_Document segment_.
Using the composite PCM with 0 wt.% EG as an example, Figure 9 shows the DSC curve of the specific capacity from the solid phase to the liquid phase during the endothermic process. In the solid- and liquid-phase stages, the specific heat capacity of the PCM slightly increased with temperature. The polynomial curve fitting between the specific heat and temperature was obtained, the average solid-state specific heat capacity was C_P,s = 2.371 J·g⁻¹·k⁻¹ and that of the liquid-state was C_P,l = 2.328 J·g⁻¹·k⁻¹.

Similarly, the average solid-state specific heat capacity and that of the liquid state of the other eight DSC samples were calculated, as shown in Figure 10. It can be seen that the specific heat capacity of the composite PCMs showed a trend of increasing first and then decreasing, reaching the maximum at around 9 wt.% EG.

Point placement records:
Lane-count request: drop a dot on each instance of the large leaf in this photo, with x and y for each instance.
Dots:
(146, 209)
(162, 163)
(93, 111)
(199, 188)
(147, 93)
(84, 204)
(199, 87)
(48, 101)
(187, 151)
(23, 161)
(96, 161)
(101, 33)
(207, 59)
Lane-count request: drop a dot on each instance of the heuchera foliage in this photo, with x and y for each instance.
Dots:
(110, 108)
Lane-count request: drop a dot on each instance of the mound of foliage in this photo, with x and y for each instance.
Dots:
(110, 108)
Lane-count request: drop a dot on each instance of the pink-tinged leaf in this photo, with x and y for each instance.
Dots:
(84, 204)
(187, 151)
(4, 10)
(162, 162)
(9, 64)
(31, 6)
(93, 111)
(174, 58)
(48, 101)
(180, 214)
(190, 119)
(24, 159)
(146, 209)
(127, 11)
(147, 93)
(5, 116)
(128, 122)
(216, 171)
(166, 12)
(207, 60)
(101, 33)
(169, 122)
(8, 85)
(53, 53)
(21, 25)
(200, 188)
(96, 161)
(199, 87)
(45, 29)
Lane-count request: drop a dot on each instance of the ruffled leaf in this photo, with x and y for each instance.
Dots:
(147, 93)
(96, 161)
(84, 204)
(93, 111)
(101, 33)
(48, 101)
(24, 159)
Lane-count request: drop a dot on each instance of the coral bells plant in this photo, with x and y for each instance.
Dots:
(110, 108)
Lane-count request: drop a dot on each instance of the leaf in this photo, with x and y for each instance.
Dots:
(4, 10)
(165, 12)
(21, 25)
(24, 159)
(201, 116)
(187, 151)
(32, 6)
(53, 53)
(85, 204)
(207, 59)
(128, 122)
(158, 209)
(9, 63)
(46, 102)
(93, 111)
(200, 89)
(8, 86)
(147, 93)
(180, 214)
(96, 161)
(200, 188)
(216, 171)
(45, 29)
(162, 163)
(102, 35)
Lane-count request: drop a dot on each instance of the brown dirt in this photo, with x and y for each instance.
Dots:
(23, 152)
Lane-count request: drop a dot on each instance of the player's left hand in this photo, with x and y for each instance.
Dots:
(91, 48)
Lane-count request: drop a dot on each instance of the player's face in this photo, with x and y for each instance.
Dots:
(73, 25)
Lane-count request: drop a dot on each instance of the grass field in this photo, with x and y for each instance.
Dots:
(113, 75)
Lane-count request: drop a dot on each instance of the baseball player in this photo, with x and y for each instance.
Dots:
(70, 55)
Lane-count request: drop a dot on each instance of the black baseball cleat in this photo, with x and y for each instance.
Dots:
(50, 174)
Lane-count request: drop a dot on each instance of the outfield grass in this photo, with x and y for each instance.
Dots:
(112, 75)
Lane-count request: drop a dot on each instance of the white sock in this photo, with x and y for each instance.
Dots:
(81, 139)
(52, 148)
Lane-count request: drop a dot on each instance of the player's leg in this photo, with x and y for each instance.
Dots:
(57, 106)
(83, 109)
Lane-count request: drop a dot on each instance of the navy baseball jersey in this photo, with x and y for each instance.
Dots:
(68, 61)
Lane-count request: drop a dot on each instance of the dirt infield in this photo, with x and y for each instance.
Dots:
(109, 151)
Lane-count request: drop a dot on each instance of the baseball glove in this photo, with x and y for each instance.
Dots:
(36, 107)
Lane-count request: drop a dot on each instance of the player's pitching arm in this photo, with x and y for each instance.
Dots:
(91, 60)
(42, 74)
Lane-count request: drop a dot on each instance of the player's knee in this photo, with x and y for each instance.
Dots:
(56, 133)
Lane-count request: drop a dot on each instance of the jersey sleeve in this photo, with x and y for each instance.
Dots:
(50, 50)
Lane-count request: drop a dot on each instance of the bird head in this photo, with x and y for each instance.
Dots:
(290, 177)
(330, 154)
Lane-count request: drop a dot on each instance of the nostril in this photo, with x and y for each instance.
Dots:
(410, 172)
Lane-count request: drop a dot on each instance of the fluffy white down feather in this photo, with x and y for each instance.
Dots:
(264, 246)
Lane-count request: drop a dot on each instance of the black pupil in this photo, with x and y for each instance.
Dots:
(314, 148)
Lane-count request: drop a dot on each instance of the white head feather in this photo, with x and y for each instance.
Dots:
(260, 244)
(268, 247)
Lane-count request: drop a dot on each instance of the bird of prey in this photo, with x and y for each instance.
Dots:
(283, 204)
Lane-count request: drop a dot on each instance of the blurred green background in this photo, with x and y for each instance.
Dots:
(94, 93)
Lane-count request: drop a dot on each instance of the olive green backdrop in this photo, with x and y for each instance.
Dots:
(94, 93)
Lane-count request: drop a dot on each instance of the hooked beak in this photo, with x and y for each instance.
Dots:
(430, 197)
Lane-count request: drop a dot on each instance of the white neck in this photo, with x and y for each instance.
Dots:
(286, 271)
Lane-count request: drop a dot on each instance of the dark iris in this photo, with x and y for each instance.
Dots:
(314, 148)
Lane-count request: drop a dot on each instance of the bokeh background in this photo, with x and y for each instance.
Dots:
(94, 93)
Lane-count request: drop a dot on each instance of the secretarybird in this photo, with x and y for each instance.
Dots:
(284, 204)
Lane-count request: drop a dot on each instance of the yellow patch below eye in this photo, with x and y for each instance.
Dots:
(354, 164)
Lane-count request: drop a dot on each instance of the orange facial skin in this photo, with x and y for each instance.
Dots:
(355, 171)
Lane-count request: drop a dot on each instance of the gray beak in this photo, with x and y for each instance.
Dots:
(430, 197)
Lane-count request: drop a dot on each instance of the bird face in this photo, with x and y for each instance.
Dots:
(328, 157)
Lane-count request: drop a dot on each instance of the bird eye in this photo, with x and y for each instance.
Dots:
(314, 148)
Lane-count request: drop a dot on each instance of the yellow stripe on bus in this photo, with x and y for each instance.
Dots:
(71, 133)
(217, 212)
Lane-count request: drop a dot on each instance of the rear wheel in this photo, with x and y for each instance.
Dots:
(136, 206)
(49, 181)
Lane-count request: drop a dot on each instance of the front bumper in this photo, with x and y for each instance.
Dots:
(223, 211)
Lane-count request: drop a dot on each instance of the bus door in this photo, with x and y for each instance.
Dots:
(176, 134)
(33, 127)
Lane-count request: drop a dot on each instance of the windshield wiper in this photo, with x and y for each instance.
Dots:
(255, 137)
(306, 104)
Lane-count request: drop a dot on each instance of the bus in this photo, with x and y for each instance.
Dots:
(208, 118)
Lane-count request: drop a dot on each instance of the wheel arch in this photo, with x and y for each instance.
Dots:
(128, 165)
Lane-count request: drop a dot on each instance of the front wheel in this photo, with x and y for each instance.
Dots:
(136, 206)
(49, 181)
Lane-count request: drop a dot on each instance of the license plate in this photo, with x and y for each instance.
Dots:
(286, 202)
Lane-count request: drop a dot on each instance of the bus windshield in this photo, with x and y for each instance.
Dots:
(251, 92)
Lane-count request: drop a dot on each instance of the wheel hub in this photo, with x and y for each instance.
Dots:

_Task statement_.
Carry the passage on the specific heat capacity of composite PCMs forward from its last sentence. The entries bear no relation to the passage on the specific heat capacity of composite PCMs.

_Result for this exercise_.
3.3. TPS Results

Due to the porous structure properties of expanded graphite, PCMs can be adsorbed and filled in micropores. Moreover, because the thermal conductivity of EG (about 90 W·m⁻¹·k⁻¹) is much higher than that of the eutectic mixed acid, the thermal conductivity of composite PCMs is significantly improved. Figure 11 shows the TPS results of four test samples. The results showed that the thermal conductivity and diffusivity of the composite PCMs significantly increased with the EG proportion. In particular, when the EG proportion was 10 and 15 wt.%, the thermal conductivity of the composite PCMs was 2.4 and 2.6 times greater than that of the eutectic mixed acid, respectively, and the thermal diffusivity of the composite PCMs was 3.2 and 3.7 times greater than that of the eutectic mixed acid, respectively.

3.4. Low-Temperature Thermal Energy Storage Experiment Results

The development, preparation, and accurate measurement of the basic parameters of PCMs are significant. However, the heat storage and release performance in practical applications is even more critical. Therefore, measuring the heat storage and release effects of PCMs in real heat reservoirs is necessary.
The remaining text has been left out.